— Data supplied —
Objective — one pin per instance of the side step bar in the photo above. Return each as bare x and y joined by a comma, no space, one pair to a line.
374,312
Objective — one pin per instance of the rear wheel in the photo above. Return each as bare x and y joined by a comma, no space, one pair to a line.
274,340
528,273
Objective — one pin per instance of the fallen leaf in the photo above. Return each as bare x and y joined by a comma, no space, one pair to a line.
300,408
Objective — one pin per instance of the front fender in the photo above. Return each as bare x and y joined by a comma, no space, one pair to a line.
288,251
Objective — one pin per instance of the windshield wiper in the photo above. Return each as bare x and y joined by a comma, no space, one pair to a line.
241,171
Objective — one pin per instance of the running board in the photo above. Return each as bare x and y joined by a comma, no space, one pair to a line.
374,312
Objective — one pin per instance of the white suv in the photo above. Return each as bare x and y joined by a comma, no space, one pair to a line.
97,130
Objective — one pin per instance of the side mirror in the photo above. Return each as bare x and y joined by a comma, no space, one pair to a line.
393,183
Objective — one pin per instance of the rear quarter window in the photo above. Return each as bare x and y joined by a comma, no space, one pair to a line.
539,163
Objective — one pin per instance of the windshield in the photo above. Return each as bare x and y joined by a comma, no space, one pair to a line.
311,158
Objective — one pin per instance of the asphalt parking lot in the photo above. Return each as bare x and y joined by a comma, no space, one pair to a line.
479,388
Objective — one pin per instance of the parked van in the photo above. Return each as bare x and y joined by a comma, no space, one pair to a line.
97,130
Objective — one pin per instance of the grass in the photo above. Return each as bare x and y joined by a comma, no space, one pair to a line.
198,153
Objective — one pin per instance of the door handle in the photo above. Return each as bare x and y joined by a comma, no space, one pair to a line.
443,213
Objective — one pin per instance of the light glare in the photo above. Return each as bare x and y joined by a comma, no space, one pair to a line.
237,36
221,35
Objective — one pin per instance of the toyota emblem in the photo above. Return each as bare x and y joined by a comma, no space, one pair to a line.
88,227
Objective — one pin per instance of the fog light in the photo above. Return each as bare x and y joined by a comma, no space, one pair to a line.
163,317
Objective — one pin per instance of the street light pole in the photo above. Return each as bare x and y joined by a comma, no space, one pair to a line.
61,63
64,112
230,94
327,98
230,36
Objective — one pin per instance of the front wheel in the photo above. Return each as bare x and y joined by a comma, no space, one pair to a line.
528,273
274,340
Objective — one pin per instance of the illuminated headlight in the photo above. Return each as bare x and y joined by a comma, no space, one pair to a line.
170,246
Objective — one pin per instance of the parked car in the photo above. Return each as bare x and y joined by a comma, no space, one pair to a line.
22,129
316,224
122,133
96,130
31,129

— What to do —
Nothing but the lines from the line that contains "Objective — one pin per instance of the toyota" to the last line of the records above should appear in the answer; please copy them exactly.

— Your response —
Objective — one pin per instance of the toyota emblem in the photo above. Return each as bare x and y joined by a comma, no space, one pair to a line.
88,227
Objective — one pin per instance of the fog light in the photo above. Return each as bare x and y joined by a comma, no space, one pair to a line.
163,317
Objective — one pin per instance of the street light pole in the photo above. Return each as bare x and y joined by a comma, no space, one pair to a line.
61,63
64,112
230,94
327,98
230,36
Objective — one pin per instance of the front wheel in the photo above. Return each as bare x and y joined by a comma, no space, one pair to a line.
528,273
274,340
Objective — one pin per instance of the illuminated headlight in the photo above. Return each as bare x and y joined by a comma, no space, one pair to a line.
170,246
Objective — one pin per instance of the parked car in the photo above. Return each as bare x and y joined by a comma, no space, one pair to a line.
22,129
316,224
122,133
96,130
31,129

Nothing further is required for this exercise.